WORK TO DO »
Locate each line below that contains the word "sleeve" and copy those lines.

Annotation data for object locations

>>

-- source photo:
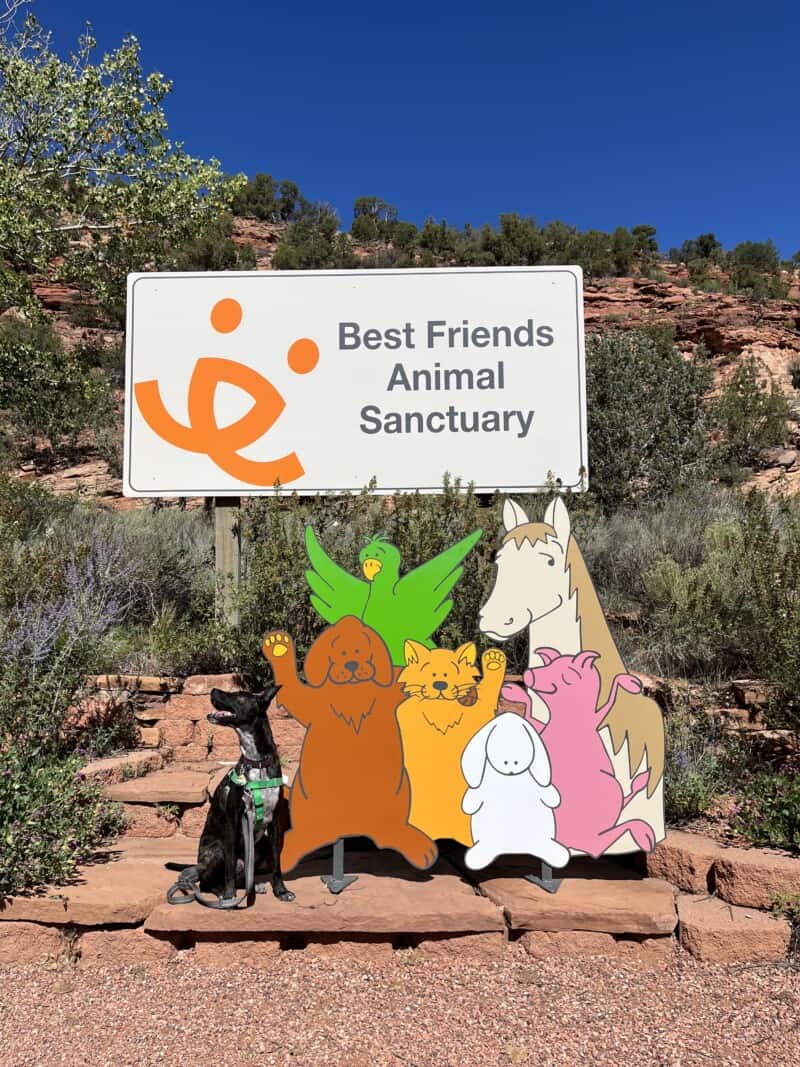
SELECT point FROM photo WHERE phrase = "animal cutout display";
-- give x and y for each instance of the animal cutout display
(351, 780)
(435, 727)
(406, 744)
(511, 798)
(399, 608)
(604, 738)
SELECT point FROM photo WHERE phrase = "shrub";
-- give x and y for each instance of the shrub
(698, 766)
(645, 417)
(738, 608)
(50, 819)
(750, 414)
(44, 389)
(769, 810)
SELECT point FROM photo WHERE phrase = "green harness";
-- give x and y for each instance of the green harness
(256, 789)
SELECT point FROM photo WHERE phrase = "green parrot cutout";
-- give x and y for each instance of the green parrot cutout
(399, 608)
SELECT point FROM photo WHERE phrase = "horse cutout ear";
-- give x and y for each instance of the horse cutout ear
(540, 768)
(513, 515)
(466, 654)
(414, 652)
(557, 516)
(474, 757)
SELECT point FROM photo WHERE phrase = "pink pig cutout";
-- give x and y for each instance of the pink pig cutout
(592, 800)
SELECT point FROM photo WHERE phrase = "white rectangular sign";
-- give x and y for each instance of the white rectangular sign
(322, 380)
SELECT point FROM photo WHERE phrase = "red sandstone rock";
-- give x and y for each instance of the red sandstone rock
(754, 877)
(129, 948)
(149, 736)
(465, 946)
(170, 787)
(202, 684)
(616, 905)
(176, 732)
(225, 952)
(123, 890)
(193, 819)
(120, 768)
(388, 898)
(686, 860)
(22, 942)
(365, 952)
(718, 933)
(146, 821)
(185, 705)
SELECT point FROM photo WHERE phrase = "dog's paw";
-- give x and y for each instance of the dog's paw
(493, 659)
(276, 645)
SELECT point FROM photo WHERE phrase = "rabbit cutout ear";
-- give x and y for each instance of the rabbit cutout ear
(474, 757)
(540, 768)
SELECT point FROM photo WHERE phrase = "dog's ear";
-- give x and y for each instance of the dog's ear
(474, 757)
(267, 695)
(318, 659)
(381, 659)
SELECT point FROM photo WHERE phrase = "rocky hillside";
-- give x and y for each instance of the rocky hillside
(731, 328)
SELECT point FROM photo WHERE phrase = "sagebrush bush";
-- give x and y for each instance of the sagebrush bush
(646, 433)
(769, 808)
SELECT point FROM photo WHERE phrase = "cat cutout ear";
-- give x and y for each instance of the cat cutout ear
(466, 654)
(414, 652)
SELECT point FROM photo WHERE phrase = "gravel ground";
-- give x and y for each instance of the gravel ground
(301, 1010)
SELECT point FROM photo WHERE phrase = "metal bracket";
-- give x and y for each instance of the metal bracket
(338, 880)
(544, 879)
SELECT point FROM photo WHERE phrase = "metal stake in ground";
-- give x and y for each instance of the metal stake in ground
(338, 880)
(227, 558)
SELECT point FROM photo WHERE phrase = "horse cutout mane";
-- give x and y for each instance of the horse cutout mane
(634, 717)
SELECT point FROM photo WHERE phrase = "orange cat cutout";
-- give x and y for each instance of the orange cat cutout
(436, 726)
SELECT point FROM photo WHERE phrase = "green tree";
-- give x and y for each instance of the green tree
(89, 176)
(314, 242)
(645, 416)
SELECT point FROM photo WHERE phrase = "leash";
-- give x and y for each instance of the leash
(186, 889)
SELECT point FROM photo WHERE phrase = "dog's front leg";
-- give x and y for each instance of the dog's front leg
(233, 829)
(275, 840)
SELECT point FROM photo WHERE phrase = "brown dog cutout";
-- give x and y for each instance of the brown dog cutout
(351, 780)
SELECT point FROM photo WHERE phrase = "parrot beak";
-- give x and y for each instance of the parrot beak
(370, 568)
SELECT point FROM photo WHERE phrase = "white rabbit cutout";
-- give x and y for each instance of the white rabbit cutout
(510, 796)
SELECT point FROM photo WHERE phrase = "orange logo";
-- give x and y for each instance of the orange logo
(223, 444)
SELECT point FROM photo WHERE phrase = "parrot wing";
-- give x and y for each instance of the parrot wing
(335, 592)
(422, 595)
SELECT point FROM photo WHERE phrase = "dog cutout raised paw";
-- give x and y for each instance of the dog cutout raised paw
(351, 780)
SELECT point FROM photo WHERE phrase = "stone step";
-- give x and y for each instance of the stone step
(126, 767)
(719, 933)
(595, 896)
(127, 880)
(389, 898)
(748, 877)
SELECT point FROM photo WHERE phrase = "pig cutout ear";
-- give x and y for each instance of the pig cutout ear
(557, 516)
(513, 515)
(628, 683)
(474, 757)
(586, 659)
(540, 768)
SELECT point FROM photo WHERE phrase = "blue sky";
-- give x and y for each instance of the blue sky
(683, 115)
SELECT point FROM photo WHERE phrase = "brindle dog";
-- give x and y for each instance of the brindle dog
(220, 864)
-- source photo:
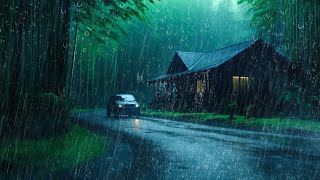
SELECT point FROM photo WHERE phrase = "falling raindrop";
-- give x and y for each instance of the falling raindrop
(79, 5)
(63, 11)
(300, 26)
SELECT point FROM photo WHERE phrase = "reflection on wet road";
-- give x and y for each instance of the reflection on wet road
(191, 151)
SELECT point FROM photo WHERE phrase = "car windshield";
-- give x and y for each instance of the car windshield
(125, 98)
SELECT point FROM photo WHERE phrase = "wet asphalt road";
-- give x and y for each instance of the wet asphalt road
(149, 148)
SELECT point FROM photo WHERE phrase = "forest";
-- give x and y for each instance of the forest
(59, 54)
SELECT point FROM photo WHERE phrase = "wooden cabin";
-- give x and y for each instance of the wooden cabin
(247, 75)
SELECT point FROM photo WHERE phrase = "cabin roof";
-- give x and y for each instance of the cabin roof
(189, 58)
(217, 57)
(202, 61)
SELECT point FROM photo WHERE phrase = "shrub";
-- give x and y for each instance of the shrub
(42, 114)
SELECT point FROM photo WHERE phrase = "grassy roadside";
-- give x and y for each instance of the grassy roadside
(260, 124)
(61, 152)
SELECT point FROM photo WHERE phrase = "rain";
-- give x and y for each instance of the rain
(160, 89)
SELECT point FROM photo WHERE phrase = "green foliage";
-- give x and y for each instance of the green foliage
(104, 20)
(42, 114)
(49, 155)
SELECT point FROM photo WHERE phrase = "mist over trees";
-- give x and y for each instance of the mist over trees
(38, 41)
(88, 50)
(169, 26)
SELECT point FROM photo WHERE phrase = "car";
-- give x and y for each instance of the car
(123, 104)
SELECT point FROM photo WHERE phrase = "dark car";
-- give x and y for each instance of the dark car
(123, 104)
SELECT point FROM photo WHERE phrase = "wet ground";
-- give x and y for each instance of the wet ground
(151, 148)
(148, 148)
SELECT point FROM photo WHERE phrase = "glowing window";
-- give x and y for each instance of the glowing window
(199, 86)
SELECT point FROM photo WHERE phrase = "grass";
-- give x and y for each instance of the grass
(271, 124)
(62, 152)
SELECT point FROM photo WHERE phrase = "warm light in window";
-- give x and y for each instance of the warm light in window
(199, 86)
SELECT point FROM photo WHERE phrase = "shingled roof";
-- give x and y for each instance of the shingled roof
(201, 61)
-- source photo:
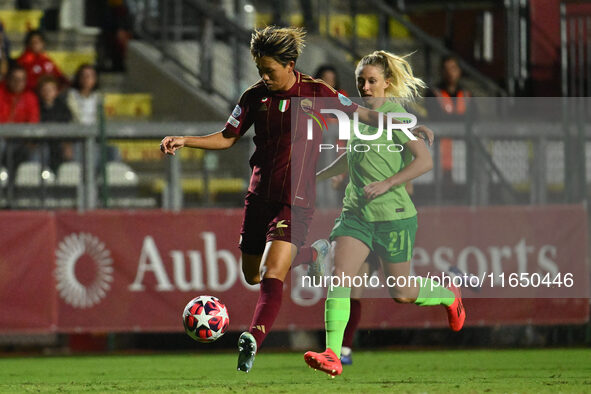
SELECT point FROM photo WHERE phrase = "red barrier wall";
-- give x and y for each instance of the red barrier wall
(134, 271)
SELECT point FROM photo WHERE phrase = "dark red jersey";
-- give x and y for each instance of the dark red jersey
(284, 162)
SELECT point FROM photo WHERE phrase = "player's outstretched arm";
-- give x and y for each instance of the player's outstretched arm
(215, 141)
(335, 168)
(372, 118)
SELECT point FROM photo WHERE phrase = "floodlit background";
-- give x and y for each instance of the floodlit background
(103, 239)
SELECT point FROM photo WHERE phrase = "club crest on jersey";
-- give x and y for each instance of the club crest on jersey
(306, 105)
(346, 101)
(283, 105)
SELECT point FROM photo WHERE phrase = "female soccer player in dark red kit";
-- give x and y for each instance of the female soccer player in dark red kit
(277, 214)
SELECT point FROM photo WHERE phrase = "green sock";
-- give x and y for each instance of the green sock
(336, 316)
(432, 294)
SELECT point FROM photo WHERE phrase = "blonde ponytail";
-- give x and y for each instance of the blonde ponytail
(403, 84)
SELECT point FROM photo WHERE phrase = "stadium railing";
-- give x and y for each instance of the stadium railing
(492, 163)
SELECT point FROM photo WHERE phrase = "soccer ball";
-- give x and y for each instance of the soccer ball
(205, 319)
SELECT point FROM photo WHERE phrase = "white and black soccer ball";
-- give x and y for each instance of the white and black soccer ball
(205, 318)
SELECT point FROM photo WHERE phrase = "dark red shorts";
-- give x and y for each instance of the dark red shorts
(266, 221)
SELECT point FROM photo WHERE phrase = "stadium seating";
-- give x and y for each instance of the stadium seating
(120, 174)
(28, 174)
(130, 105)
(69, 174)
(19, 21)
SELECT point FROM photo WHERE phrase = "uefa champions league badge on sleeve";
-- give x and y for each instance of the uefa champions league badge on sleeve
(283, 105)
(306, 105)
(233, 121)
(237, 111)
(346, 101)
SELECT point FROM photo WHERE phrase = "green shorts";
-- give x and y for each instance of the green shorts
(393, 241)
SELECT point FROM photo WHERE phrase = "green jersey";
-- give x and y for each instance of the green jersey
(373, 161)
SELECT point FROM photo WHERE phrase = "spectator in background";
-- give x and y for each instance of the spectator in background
(54, 109)
(52, 106)
(36, 62)
(17, 103)
(329, 75)
(84, 101)
(83, 97)
(4, 52)
(451, 103)
(451, 95)
(116, 26)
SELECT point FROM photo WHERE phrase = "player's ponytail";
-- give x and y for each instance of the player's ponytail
(284, 44)
(403, 84)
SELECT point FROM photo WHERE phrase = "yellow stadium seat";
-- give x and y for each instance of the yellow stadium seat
(137, 105)
(19, 21)
(341, 25)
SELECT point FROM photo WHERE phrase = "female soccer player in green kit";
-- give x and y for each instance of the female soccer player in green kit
(378, 214)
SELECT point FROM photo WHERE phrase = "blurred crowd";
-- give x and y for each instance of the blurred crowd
(34, 89)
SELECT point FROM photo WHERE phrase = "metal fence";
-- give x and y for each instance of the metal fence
(492, 162)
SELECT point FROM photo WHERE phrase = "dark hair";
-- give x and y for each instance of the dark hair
(283, 44)
(14, 68)
(45, 80)
(327, 67)
(76, 80)
(32, 34)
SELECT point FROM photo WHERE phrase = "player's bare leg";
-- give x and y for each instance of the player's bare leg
(251, 268)
(274, 266)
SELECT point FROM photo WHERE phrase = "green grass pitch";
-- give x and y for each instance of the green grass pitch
(552, 370)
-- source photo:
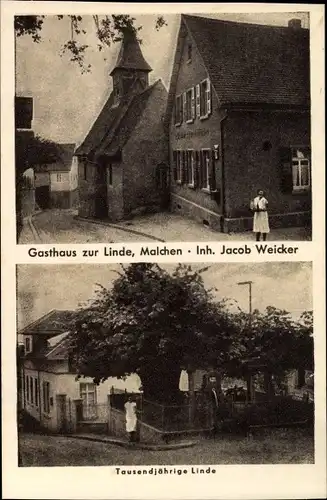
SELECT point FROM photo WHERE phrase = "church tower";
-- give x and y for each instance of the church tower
(131, 68)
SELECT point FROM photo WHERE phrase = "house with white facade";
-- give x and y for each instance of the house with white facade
(51, 393)
(56, 184)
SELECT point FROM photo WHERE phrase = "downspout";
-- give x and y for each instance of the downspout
(39, 396)
(223, 200)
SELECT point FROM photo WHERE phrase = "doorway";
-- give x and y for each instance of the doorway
(61, 412)
(162, 175)
(42, 197)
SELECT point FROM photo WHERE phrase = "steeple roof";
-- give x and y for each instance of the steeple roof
(130, 55)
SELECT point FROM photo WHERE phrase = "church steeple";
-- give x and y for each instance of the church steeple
(131, 67)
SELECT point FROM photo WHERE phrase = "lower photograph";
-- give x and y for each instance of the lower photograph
(148, 364)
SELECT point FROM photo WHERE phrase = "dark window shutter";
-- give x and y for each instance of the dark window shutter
(196, 169)
(212, 181)
(201, 169)
(175, 165)
(286, 177)
(184, 167)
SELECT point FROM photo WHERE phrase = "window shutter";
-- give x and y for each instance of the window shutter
(175, 165)
(208, 97)
(193, 104)
(184, 107)
(196, 169)
(197, 93)
(201, 166)
(184, 167)
(212, 172)
(286, 176)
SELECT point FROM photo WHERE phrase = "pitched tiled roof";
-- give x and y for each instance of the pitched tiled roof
(130, 55)
(100, 127)
(54, 323)
(253, 64)
(119, 134)
(114, 124)
(64, 162)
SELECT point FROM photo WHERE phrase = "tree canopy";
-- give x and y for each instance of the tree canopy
(155, 324)
(272, 340)
(108, 30)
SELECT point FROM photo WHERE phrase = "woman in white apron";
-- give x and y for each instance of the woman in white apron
(131, 419)
(260, 218)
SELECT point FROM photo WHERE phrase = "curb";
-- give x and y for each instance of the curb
(121, 228)
(134, 446)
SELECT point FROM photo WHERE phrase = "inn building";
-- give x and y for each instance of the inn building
(123, 160)
(238, 120)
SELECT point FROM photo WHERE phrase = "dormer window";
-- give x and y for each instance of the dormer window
(189, 53)
(28, 345)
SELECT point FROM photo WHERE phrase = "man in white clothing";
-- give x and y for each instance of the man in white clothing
(260, 218)
(131, 419)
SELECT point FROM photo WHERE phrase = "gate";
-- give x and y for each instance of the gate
(42, 196)
(94, 412)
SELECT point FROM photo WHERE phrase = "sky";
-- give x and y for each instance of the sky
(285, 285)
(67, 102)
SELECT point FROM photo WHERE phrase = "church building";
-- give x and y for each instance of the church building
(238, 120)
(123, 160)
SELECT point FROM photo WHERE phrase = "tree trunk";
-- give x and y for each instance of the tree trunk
(190, 375)
(268, 385)
(161, 385)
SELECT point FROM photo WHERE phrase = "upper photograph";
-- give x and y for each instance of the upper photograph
(166, 128)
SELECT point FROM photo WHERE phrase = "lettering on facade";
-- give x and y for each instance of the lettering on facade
(194, 133)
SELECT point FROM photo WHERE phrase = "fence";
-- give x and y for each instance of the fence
(95, 412)
(278, 410)
(176, 417)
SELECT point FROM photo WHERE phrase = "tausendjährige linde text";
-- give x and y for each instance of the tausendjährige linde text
(164, 250)
(162, 471)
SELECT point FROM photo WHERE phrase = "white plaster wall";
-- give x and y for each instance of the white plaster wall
(42, 179)
(74, 174)
(63, 185)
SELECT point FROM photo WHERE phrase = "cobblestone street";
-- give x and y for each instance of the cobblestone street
(63, 226)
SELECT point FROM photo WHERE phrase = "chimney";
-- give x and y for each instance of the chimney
(294, 24)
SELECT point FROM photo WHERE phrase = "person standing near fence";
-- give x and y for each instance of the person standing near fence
(260, 219)
(131, 419)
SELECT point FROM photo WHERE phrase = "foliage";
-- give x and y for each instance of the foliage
(272, 341)
(108, 29)
(154, 324)
(42, 151)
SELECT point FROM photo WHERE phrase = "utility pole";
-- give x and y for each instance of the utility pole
(249, 284)
(250, 386)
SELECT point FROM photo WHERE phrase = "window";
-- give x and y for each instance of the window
(46, 397)
(179, 166)
(88, 394)
(84, 170)
(190, 167)
(27, 388)
(189, 53)
(300, 169)
(189, 105)
(32, 390)
(178, 110)
(203, 99)
(110, 174)
(27, 345)
(205, 169)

<<

EXERCISE OUTPUT »
SELECT point FROM photo WHERE phrase = "uefa champions league badge on sleeve";
-- give x and y for each instance of the uefa champions league badge on sleeve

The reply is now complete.